■ SUPPLIED INFORMATION ■
┄┄┄┄┄┄

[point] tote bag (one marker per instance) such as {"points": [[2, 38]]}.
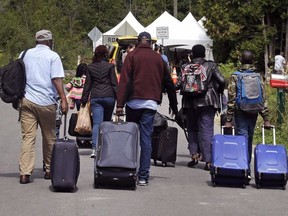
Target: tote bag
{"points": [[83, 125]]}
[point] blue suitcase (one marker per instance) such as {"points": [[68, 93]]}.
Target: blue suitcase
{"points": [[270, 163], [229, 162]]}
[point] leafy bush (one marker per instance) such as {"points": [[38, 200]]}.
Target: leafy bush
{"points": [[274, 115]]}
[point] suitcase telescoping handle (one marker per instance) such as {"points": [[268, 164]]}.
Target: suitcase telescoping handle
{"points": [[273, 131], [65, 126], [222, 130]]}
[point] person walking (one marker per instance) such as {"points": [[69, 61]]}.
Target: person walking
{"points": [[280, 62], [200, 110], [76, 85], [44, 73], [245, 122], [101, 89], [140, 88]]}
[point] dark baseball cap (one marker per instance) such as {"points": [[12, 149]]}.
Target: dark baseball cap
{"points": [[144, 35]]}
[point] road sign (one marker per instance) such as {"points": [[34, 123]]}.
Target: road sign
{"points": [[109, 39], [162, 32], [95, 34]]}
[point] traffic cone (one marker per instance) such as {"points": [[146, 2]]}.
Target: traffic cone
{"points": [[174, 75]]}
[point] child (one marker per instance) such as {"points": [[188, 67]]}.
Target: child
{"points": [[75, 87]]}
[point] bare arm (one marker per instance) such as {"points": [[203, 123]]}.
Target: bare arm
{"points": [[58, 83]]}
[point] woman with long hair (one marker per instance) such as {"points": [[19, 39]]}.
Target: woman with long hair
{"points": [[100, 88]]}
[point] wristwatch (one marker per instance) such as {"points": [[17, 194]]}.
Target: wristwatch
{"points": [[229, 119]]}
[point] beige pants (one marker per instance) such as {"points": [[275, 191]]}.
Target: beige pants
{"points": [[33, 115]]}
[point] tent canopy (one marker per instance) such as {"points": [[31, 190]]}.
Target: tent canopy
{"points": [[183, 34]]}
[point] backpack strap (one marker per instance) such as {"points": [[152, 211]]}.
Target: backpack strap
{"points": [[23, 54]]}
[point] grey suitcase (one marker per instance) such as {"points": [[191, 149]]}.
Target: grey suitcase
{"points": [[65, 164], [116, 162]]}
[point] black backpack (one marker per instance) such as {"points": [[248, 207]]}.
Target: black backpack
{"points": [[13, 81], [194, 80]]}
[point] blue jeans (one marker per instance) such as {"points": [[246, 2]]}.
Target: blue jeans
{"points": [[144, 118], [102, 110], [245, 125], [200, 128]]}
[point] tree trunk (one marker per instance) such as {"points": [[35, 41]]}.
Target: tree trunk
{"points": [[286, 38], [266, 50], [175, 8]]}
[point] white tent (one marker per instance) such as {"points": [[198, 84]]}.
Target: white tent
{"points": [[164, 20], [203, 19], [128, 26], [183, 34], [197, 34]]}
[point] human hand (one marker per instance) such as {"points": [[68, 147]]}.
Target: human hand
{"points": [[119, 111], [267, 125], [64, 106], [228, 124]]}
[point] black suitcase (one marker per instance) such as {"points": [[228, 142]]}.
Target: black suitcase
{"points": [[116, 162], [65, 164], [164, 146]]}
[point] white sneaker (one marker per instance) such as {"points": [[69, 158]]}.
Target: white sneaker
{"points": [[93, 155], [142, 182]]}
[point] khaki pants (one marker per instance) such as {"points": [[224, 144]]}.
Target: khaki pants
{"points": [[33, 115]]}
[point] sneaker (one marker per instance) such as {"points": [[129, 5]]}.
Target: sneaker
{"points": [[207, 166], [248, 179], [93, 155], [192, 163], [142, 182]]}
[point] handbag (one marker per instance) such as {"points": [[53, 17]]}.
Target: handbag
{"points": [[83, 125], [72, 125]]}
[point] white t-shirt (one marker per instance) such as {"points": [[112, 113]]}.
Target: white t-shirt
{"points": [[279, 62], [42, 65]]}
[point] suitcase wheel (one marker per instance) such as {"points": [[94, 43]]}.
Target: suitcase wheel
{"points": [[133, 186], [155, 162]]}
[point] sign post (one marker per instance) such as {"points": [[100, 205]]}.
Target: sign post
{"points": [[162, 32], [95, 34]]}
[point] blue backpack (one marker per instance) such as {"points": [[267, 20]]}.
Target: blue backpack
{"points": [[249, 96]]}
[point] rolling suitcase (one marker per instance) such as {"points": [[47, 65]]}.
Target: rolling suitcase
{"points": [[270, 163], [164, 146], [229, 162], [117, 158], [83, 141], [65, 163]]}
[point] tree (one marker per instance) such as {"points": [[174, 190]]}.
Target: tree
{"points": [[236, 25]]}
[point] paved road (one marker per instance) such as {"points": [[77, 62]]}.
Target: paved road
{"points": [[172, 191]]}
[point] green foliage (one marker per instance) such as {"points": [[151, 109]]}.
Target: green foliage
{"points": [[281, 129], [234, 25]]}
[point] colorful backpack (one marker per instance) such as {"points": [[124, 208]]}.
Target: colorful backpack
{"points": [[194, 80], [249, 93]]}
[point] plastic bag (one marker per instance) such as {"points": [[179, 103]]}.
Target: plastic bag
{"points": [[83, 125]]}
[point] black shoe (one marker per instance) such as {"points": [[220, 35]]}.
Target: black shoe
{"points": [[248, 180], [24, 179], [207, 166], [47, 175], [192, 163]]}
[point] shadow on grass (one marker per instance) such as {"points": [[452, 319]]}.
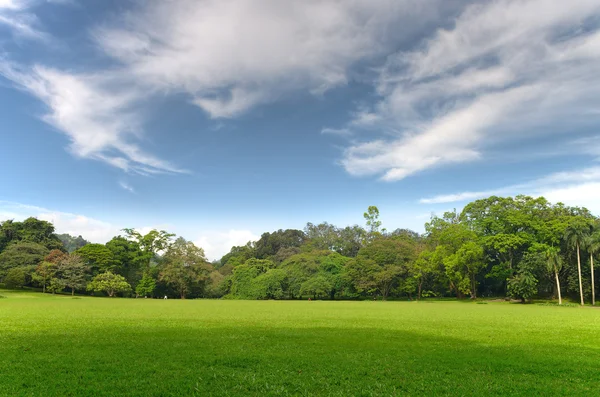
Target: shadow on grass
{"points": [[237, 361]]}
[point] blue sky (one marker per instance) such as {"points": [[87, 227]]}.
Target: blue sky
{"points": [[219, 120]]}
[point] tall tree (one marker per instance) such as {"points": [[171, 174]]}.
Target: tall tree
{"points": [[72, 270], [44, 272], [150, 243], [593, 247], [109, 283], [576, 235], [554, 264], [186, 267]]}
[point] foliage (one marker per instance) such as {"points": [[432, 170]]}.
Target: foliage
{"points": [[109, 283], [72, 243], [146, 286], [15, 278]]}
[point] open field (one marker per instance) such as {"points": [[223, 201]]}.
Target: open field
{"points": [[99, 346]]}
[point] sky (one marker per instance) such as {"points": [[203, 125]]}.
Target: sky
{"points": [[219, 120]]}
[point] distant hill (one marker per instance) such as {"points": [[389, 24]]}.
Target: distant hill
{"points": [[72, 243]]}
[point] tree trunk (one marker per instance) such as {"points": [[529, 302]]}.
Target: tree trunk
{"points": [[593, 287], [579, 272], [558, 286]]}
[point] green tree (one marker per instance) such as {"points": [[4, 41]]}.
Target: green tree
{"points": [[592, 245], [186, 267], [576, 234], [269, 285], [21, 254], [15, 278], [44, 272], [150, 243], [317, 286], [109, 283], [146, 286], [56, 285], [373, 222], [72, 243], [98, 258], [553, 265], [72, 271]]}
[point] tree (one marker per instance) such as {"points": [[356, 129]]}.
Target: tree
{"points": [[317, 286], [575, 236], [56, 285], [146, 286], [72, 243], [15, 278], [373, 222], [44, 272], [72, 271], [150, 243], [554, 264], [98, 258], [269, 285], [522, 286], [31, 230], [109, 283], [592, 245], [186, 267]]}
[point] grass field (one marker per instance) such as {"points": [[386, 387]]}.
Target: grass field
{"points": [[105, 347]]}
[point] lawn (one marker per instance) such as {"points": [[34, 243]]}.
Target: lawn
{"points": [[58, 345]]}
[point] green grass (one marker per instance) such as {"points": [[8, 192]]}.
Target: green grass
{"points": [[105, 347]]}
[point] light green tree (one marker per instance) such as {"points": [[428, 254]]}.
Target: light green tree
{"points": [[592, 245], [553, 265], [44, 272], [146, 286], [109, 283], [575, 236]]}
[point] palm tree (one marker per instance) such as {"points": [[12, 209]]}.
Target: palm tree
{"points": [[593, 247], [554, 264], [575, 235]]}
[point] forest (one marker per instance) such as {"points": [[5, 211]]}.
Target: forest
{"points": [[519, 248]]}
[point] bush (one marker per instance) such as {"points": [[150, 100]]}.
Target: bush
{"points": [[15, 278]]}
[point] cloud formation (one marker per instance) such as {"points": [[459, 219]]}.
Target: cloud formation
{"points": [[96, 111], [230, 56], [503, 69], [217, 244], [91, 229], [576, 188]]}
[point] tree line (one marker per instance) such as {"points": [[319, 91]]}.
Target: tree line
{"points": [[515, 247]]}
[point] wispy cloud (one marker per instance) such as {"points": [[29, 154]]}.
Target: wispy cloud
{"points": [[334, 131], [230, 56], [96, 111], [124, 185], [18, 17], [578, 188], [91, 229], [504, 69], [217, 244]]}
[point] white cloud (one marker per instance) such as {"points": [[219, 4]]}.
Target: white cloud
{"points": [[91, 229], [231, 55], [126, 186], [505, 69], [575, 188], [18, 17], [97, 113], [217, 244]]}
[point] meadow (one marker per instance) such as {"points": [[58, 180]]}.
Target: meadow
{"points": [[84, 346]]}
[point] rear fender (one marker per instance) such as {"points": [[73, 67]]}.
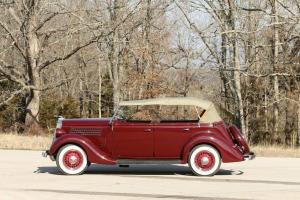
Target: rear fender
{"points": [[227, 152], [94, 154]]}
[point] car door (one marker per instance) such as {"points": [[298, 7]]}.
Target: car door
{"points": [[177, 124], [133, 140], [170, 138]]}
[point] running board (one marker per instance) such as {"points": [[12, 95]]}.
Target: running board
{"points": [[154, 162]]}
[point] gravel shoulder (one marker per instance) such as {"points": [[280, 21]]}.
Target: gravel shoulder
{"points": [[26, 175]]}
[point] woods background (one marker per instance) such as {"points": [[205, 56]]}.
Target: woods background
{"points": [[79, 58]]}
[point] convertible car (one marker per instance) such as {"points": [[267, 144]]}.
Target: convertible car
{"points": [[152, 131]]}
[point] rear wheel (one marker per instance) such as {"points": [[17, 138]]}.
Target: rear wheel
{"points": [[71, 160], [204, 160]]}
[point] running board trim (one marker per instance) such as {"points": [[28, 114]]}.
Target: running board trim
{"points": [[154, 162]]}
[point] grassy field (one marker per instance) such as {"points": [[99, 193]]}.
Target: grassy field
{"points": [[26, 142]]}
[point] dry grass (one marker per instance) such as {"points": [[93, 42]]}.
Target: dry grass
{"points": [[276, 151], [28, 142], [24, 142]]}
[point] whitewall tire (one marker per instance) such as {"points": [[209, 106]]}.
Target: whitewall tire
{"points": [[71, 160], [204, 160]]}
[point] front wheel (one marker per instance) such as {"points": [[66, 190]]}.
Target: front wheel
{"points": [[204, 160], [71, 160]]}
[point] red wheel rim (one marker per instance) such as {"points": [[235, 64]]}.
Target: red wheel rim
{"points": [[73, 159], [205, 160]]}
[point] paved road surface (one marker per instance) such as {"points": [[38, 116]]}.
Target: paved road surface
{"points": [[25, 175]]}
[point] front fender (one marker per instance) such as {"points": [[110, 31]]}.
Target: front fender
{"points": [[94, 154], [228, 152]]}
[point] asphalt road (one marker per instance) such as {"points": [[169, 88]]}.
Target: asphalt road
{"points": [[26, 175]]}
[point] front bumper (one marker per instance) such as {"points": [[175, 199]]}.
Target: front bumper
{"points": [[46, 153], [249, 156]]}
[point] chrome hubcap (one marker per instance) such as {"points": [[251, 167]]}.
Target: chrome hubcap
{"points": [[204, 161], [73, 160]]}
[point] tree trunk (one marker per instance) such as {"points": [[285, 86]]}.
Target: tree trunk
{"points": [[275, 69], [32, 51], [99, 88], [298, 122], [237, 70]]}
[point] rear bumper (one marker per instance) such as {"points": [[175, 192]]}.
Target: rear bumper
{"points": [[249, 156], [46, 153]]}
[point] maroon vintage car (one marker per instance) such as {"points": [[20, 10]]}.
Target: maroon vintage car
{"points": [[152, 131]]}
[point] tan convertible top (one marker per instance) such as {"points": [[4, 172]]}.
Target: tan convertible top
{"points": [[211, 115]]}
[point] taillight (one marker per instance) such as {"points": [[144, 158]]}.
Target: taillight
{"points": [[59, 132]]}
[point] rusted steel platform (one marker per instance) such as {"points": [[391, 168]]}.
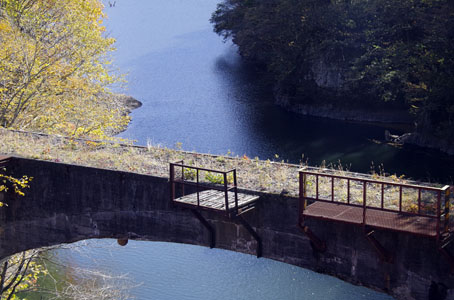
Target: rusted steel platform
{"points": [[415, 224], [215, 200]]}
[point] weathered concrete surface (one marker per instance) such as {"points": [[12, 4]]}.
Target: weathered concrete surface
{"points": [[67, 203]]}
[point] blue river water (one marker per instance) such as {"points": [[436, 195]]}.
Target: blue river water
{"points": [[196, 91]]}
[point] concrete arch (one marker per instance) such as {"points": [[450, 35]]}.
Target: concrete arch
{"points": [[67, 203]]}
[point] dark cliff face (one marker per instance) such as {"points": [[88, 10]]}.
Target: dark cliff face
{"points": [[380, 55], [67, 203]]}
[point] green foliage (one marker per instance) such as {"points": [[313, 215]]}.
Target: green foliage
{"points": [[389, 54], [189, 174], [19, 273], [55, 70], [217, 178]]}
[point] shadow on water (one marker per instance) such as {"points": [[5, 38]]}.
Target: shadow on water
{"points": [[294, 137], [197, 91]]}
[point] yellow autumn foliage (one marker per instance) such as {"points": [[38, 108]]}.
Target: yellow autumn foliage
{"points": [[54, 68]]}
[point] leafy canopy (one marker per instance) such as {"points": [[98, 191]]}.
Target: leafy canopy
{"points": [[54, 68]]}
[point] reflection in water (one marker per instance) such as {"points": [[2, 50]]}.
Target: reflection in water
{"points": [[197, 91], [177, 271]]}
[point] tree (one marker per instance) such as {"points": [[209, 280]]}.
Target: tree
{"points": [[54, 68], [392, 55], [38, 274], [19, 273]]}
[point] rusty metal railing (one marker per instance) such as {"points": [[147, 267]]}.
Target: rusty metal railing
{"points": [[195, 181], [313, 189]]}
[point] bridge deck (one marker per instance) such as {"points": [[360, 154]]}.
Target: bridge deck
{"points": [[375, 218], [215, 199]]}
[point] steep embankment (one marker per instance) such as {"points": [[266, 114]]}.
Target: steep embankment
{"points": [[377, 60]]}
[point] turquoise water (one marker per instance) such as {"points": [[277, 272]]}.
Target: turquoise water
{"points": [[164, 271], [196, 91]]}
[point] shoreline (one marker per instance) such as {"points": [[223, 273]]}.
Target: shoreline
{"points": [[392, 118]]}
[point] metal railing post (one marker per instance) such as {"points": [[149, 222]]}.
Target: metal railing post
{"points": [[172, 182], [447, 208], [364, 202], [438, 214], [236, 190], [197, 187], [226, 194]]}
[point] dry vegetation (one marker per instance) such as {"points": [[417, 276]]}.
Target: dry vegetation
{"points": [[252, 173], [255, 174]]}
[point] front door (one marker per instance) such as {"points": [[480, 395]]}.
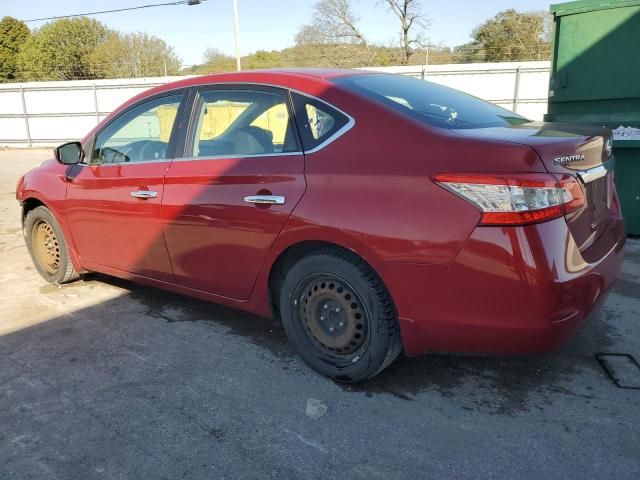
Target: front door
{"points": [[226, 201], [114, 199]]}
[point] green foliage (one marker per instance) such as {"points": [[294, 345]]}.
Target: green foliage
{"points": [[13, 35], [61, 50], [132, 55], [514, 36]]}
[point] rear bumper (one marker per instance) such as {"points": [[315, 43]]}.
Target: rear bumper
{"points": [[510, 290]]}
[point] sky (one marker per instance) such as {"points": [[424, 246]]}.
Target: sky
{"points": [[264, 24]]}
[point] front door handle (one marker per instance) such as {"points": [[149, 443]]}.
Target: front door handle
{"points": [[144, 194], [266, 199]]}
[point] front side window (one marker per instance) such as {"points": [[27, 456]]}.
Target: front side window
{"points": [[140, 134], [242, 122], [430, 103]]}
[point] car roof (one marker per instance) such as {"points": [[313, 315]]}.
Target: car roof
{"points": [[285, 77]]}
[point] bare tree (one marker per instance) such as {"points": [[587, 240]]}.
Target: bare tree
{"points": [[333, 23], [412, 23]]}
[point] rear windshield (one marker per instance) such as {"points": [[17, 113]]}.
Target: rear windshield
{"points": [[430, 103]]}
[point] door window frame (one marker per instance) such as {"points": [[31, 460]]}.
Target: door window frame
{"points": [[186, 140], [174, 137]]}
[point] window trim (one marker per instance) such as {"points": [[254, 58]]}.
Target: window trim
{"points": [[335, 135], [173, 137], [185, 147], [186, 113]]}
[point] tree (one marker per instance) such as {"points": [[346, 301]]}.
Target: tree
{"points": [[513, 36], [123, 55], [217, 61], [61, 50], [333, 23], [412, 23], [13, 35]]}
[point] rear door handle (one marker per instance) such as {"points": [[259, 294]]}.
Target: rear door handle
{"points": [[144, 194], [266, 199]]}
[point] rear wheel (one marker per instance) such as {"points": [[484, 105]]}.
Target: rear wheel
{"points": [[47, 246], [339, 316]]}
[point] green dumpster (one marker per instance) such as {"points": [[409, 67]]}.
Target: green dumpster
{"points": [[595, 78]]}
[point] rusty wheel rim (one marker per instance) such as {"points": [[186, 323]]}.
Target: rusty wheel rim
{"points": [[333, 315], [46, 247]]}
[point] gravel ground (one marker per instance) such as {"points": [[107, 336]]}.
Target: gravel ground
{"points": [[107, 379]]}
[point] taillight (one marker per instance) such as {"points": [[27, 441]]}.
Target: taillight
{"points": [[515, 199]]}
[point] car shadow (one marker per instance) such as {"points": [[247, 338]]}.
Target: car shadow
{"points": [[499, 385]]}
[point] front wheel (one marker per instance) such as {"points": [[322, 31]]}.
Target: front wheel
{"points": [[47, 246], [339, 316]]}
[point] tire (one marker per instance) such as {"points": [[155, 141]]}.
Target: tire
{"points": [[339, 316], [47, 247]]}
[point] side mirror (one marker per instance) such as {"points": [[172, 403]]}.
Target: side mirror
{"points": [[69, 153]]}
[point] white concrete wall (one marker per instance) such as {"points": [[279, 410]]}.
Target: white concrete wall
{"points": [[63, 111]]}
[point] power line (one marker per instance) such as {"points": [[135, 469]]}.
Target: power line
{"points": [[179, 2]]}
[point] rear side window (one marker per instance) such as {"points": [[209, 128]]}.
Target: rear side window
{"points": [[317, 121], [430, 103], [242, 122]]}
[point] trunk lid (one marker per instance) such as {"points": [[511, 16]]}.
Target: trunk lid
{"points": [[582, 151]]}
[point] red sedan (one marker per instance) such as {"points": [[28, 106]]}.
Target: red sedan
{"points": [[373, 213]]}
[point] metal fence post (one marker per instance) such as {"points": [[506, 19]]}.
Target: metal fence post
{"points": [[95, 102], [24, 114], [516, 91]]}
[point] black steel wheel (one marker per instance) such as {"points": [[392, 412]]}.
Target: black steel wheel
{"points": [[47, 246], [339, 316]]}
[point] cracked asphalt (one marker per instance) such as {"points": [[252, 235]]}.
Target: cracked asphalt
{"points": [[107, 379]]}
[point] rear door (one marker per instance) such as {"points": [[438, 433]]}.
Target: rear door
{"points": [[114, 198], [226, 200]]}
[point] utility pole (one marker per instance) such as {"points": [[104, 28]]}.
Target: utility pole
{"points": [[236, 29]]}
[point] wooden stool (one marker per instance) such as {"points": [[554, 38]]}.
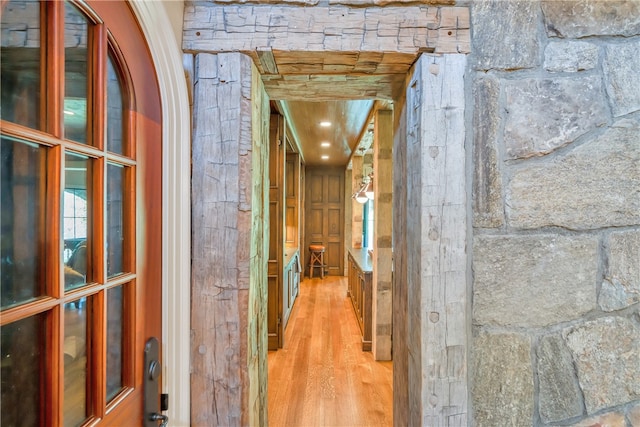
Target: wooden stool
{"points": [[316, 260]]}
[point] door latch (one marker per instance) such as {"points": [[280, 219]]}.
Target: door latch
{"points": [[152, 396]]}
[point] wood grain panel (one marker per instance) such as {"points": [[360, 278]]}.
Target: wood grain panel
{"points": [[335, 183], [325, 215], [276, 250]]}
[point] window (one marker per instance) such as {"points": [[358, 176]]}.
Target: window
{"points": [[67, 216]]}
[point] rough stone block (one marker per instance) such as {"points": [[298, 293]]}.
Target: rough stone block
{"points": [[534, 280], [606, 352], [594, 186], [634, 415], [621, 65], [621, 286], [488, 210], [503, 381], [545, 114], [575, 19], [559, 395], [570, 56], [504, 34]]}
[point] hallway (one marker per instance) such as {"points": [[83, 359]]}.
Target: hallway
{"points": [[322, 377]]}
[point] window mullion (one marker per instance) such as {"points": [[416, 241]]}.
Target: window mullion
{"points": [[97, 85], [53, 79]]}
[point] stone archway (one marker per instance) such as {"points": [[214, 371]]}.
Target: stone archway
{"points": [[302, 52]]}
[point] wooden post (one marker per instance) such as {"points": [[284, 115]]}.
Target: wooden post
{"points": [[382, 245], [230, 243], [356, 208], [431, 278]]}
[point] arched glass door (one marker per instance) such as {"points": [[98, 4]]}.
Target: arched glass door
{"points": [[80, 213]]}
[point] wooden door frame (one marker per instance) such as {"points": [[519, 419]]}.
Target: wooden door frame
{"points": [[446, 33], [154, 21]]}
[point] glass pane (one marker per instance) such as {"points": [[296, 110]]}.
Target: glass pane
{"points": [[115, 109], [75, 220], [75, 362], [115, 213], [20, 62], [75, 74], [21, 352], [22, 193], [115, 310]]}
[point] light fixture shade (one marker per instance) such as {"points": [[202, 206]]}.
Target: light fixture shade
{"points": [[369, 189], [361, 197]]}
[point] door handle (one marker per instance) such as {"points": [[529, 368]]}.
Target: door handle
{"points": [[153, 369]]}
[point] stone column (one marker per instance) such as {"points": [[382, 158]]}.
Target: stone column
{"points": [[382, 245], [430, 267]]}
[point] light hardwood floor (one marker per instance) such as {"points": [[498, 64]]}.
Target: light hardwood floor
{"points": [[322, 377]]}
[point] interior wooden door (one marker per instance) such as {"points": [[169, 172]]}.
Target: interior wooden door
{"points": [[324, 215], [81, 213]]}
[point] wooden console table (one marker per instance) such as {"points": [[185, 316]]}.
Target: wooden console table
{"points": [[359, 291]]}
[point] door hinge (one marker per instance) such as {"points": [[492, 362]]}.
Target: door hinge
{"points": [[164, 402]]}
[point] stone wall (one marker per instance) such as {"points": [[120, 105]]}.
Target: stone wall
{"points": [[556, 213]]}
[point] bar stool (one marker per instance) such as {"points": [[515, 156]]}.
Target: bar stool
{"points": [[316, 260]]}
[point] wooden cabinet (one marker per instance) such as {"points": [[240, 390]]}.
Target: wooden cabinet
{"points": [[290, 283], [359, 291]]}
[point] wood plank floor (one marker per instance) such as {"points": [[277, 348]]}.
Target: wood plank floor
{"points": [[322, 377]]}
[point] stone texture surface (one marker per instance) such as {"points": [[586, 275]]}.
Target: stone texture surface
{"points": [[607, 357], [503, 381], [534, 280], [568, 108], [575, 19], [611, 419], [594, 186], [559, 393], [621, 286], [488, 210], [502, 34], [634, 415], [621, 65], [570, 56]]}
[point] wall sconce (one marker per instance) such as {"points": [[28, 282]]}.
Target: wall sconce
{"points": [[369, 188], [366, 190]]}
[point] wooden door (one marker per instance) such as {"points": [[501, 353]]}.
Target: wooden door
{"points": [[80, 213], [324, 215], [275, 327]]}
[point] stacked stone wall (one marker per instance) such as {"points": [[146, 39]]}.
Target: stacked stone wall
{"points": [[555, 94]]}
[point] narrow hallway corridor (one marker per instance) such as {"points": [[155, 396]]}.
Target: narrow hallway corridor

┄┄┄┄┄┄

■ WHAT THE EXERCISE ASKS ■
Quote every line from the line containing "[point] stone texture" through the closing line of the listing, including both.

■ THE RESPONSE ■
[point] stone texture surface (one marker per instance) such as {"points": [[586, 275]]}.
Target: stone texture surface
{"points": [[607, 357], [503, 381], [534, 280], [568, 108], [575, 19], [611, 419], [594, 186], [559, 393], [621, 286], [488, 210], [502, 34], [634, 415], [621, 65], [570, 56]]}
[point] wall sconce (one marker per instance) such as {"points": [[28, 282]]}.
Target: wall sconce
{"points": [[369, 188], [366, 190]]}
[point] wooden door (one marker per instance) such as {"points": [[501, 353]]}.
Target: wooden door
{"points": [[80, 213], [324, 215], [275, 327]]}
[point] stacked stone wall (one marker per instance) such as {"points": [[146, 39]]}.
Target: stacked stone wall
{"points": [[555, 94]]}
[point] narrow hallway corridor (one marker per instance) such as {"points": [[155, 396]]}.
Target: narrow hallway corridor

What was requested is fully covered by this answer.